Top of Document section

It seems that most questions on this site about bed wetting involve toddlers. My 6-year-old daughter (almost 7) still wets the bed almost every night. After she was potty trained (a long, difficult process), she wore night time diapers for years. For about the past year, we've had the same routine:

  • Before she goes to bed (around 8:30 pm), she always goes potty. I sometimes let her have a little drink because I feel guilty making her go to bed thirsty.
  • We wake her up around 10:30 or 11 (when we go to bed) to go potty. If we wait until after 11 she is usually wet already.
  • We wake her up at 3:30 am to go again.

The 3:30 potty time is the most problematic. We used to set our alarm and wake her up ourselves, but this was always a battle because she's groggy and uncooperative at that time in the morning. Over the past few months or so, we've been setting her alarm for that time. This was working for a while, but sometimes she sleeps through the alarm, or the alarm malfunctions, or we forget to set it.

We have a plastic cover over her mattress but we're constantly running out of sheets. We've changed her sheets almost every night this week. What should we do?


I'm also wondering: is it okay to make her change her own sheets? This seems like a pretty natural consequence to me, but it also feels a lot like punishment.

  • 4
    you can ask the child to help clear up. Make sure you do this in a supportive way that's helping her learn some life skills and showing that you love and support her even during this difficult time in her life. Most certainly avoid all hints of punishment.
    – DanBeale
    Commented Nov 21, 2014 at 17:47
  • 3
    In response to your edit only, I'd avoid making her do something as a consequence for something she might not even be able to control. If you view this as a medical condition instead of a behavior, it my help you through this time.

Bottom of Document section
Top of Records provided

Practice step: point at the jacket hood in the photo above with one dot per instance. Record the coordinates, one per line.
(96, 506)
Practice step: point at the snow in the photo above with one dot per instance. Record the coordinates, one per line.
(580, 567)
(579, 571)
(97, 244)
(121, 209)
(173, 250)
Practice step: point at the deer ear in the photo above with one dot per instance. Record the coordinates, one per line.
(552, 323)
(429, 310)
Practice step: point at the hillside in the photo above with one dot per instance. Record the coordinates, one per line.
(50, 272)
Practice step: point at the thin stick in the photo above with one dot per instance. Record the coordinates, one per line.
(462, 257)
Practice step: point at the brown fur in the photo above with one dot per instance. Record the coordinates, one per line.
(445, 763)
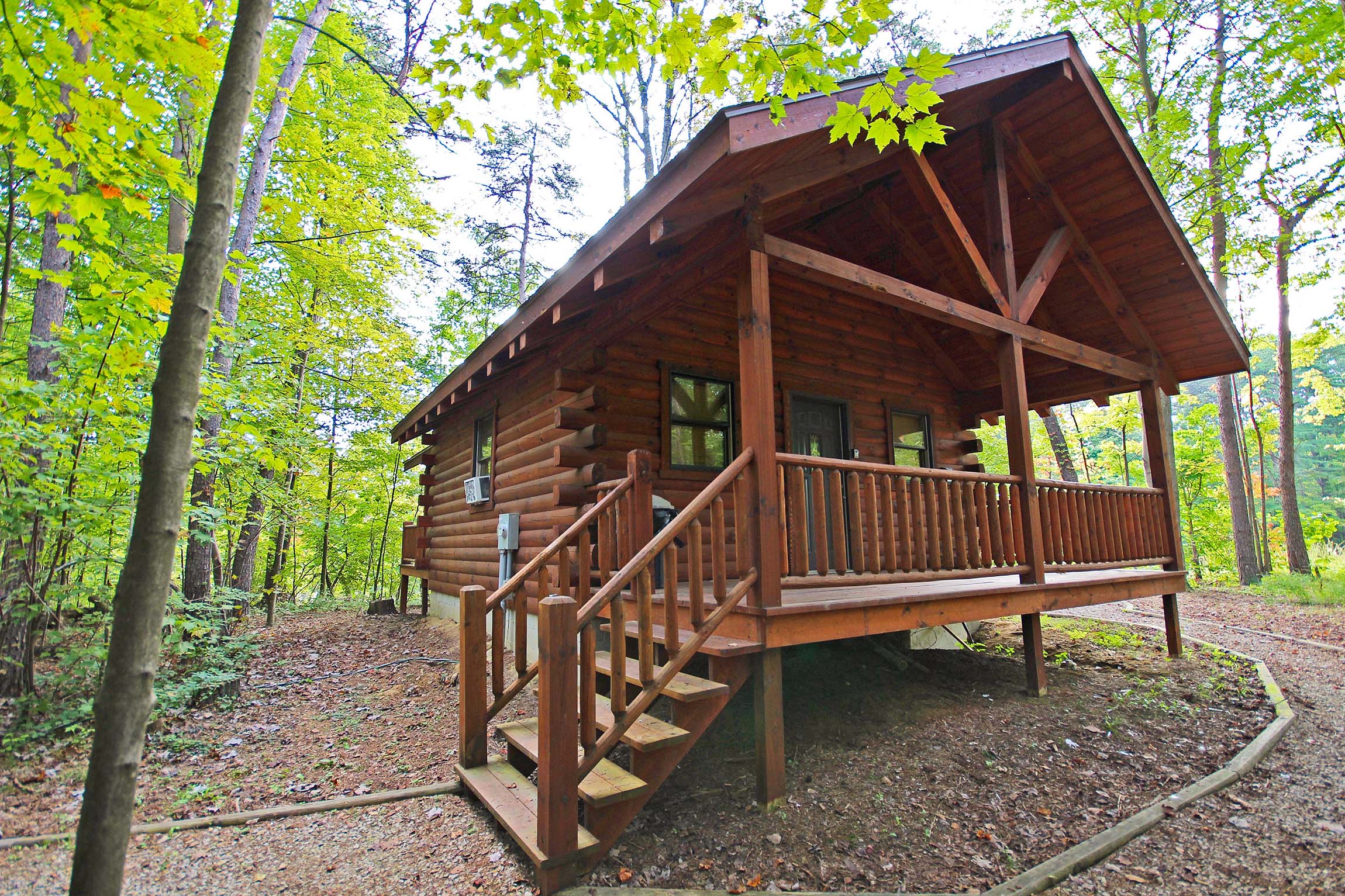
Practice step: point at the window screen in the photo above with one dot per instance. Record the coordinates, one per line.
(700, 422)
(909, 440)
(483, 445)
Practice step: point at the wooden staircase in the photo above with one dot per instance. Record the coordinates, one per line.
(558, 791)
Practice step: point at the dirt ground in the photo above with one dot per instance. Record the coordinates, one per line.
(943, 781)
(1281, 831)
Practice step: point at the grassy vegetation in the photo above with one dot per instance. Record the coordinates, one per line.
(1325, 587)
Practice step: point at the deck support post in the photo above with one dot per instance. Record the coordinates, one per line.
(768, 694)
(1013, 385)
(471, 676)
(557, 727)
(756, 385)
(1157, 416)
(1036, 659)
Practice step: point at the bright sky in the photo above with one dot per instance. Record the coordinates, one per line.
(596, 160)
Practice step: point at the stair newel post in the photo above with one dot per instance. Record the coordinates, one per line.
(471, 676)
(557, 726)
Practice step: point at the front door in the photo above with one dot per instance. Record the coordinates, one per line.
(818, 429)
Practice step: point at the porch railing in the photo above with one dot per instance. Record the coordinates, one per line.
(850, 521)
(1087, 525)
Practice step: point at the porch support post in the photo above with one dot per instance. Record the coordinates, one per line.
(768, 692)
(756, 388)
(1163, 475)
(1019, 438)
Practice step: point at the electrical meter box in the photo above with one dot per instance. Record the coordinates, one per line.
(506, 531)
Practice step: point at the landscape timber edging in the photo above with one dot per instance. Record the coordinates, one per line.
(1092, 851)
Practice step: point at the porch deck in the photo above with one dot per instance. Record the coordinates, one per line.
(836, 611)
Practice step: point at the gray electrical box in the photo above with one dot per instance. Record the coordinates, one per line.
(506, 532)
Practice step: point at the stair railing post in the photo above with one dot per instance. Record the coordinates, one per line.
(557, 726)
(471, 676)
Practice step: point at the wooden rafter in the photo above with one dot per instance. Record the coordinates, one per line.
(950, 226)
(1029, 172)
(927, 303)
(1043, 271)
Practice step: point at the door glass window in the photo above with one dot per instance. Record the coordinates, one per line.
(700, 422)
(909, 440)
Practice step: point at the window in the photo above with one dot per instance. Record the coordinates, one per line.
(909, 440)
(483, 442)
(700, 422)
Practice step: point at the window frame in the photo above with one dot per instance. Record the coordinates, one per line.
(929, 453)
(485, 422)
(667, 421)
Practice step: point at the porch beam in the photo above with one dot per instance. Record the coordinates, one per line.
(1163, 475)
(756, 386)
(951, 229)
(998, 229)
(1043, 271)
(891, 290)
(1029, 172)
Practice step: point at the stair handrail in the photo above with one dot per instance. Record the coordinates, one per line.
(618, 489)
(544, 556)
(644, 556)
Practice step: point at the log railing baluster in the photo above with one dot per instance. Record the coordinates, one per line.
(696, 574)
(891, 561)
(852, 487)
(718, 568)
(671, 625)
(821, 554)
(644, 624)
(836, 500)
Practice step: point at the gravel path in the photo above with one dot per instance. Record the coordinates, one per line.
(1281, 831)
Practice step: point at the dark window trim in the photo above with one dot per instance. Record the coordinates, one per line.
(667, 371)
(930, 460)
(846, 418)
(489, 417)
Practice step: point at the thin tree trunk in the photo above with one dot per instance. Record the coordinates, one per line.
(1060, 448)
(1244, 543)
(325, 586)
(201, 534)
(1294, 543)
(127, 696)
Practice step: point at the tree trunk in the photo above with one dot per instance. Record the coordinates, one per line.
(127, 696)
(1060, 448)
(195, 579)
(1294, 544)
(1244, 542)
(249, 537)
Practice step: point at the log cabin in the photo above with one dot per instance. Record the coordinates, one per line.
(740, 418)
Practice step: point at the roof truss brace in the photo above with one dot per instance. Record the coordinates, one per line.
(891, 290)
(1029, 172)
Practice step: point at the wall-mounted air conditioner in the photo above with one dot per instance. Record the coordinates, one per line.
(478, 489)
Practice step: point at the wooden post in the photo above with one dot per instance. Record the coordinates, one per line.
(756, 379)
(557, 728)
(1019, 438)
(1163, 476)
(1032, 646)
(770, 727)
(639, 466)
(471, 676)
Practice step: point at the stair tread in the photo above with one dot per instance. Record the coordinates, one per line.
(513, 800)
(682, 687)
(606, 785)
(646, 734)
(715, 645)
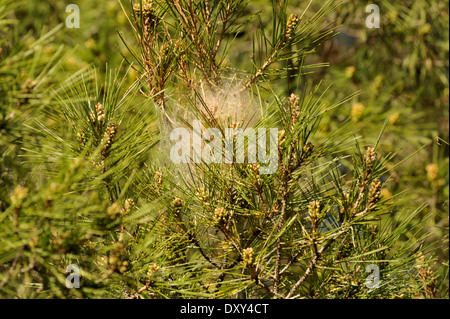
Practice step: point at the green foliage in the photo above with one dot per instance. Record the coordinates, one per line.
(86, 176)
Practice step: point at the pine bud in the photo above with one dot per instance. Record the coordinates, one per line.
(375, 192)
(177, 204)
(220, 215)
(307, 149)
(369, 159)
(357, 111)
(129, 204)
(290, 26)
(108, 138)
(314, 209)
(248, 256)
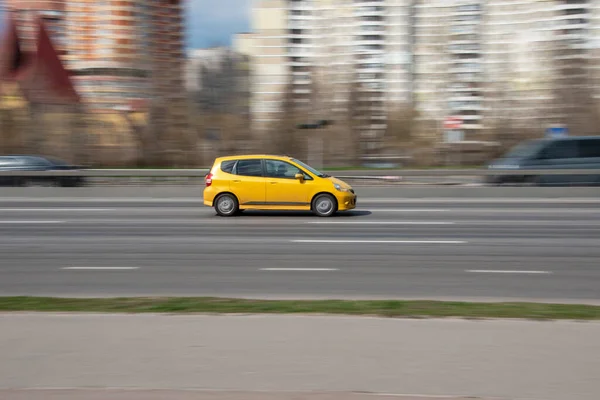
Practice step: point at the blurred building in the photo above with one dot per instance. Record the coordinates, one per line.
(25, 13)
(335, 46)
(218, 79)
(118, 51)
(499, 65)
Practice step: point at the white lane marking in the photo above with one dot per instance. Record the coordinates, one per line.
(327, 241)
(490, 210)
(433, 199)
(380, 223)
(490, 271)
(56, 209)
(31, 222)
(421, 210)
(100, 268)
(300, 269)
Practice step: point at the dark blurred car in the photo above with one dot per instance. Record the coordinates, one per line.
(581, 152)
(42, 164)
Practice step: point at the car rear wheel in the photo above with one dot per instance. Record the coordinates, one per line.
(226, 205)
(324, 205)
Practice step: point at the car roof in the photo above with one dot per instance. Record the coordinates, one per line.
(251, 156)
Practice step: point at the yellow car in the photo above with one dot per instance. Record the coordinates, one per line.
(263, 182)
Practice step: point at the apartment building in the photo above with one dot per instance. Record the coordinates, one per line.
(25, 12)
(496, 64)
(217, 80)
(117, 51)
(337, 46)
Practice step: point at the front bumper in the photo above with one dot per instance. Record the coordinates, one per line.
(347, 201)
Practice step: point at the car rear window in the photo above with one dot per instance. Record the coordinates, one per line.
(249, 168)
(227, 166)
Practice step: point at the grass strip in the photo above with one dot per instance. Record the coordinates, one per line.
(387, 308)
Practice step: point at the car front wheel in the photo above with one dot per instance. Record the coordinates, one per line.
(324, 205)
(226, 205)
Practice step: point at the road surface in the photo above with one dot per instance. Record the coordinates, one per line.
(152, 242)
(489, 359)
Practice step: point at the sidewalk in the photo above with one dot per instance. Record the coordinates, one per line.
(488, 359)
(198, 395)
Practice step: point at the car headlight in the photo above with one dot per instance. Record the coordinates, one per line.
(339, 188)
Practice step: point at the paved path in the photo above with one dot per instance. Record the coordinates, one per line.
(469, 248)
(504, 359)
(103, 394)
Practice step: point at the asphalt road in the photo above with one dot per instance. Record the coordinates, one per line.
(65, 244)
(487, 359)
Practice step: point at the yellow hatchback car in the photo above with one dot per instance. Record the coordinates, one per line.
(263, 182)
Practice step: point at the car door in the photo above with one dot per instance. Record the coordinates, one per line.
(248, 182)
(283, 189)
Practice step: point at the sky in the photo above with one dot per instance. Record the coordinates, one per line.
(210, 22)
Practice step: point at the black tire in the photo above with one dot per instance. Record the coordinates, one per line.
(324, 205)
(226, 205)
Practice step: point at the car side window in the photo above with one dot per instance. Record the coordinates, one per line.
(249, 168)
(281, 170)
(560, 150)
(589, 148)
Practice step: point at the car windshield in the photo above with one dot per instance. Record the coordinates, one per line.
(310, 169)
(525, 150)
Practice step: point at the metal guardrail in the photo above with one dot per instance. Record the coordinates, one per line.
(355, 174)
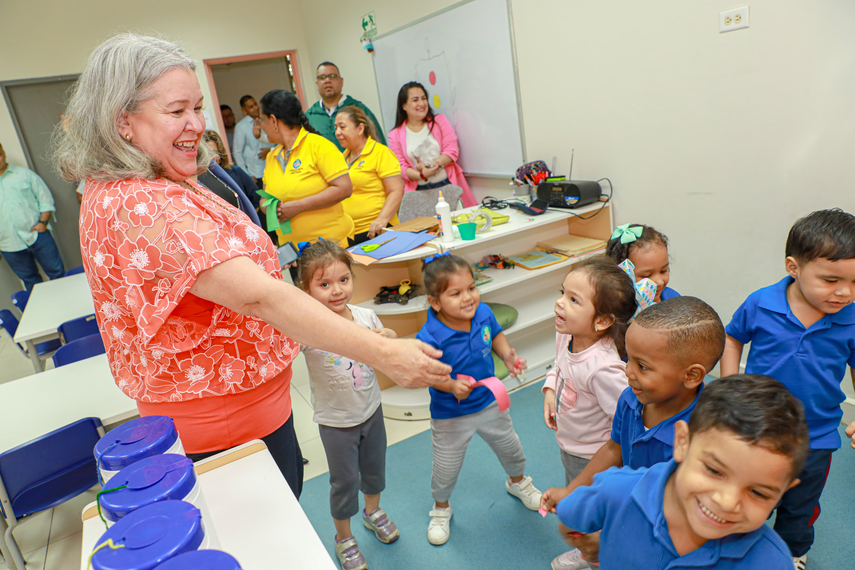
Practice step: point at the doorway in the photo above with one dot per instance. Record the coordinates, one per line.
(230, 78)
(36, 106)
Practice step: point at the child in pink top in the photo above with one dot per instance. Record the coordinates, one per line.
(582, 389)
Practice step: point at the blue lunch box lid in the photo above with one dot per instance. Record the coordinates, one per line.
(201, 560)
(150, 536)
(157, 478)
(135, 440)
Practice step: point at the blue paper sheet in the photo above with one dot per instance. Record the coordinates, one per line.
(403, 242)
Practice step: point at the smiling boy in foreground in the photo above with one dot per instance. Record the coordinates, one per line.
(742, 449)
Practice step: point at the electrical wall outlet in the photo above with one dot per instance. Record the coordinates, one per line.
(731, 20)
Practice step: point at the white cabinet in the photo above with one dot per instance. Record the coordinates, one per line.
(532, 293)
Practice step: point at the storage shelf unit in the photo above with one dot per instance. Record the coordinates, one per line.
(531, 292)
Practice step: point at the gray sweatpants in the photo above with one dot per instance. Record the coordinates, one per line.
(357, 460)
(573, 466)
(450, 438)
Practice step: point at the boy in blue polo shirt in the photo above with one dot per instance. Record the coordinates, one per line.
(743, 447)
(671, 347)
(467, 332)
(802, 332)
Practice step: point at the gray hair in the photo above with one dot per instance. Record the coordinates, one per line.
(117, 79)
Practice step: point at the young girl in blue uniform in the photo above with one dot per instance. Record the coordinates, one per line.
(467, 331)
(647, 249)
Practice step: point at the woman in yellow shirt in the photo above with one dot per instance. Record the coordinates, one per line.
(306, 172)
(374, 172)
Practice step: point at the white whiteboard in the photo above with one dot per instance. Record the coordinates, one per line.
(464, 57)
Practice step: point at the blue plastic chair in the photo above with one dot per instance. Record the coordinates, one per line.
(80, 349)
(78, 328)
(20, 299)
(44, 349)
(46, 472)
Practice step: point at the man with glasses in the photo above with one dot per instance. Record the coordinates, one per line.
(322, 114)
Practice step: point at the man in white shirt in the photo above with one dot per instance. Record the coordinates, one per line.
(250, 148)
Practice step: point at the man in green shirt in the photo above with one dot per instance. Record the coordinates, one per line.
(24, 237)
(322, 114)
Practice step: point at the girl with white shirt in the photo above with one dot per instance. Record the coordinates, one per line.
(581, 391)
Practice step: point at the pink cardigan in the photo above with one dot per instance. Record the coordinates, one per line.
(589, 384)
(444, 134)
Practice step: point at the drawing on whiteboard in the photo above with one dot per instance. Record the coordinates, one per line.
(435, 74)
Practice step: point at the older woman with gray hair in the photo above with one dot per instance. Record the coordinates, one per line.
(197, 321)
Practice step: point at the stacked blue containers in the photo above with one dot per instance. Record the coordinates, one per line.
(136, 440)
(149, 537)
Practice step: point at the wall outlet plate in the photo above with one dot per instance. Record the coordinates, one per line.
(731, 20)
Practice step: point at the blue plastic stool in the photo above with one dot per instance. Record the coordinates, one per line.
(80, 349)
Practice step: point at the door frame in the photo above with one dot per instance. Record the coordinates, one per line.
(291, 54)
(4, 85)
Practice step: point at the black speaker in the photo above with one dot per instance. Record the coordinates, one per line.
(569, 194)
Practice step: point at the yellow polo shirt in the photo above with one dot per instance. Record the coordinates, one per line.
(314, 162)
(366, 174)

Bottom of Records provided

◆ Problem to work on
In the bed-wetting post, what time do the parents wake the daughter for her last potty trip of the night? These entries are separate material and have nothing to do with the bed-wetting post.

◆ Problem solution
3:30 am.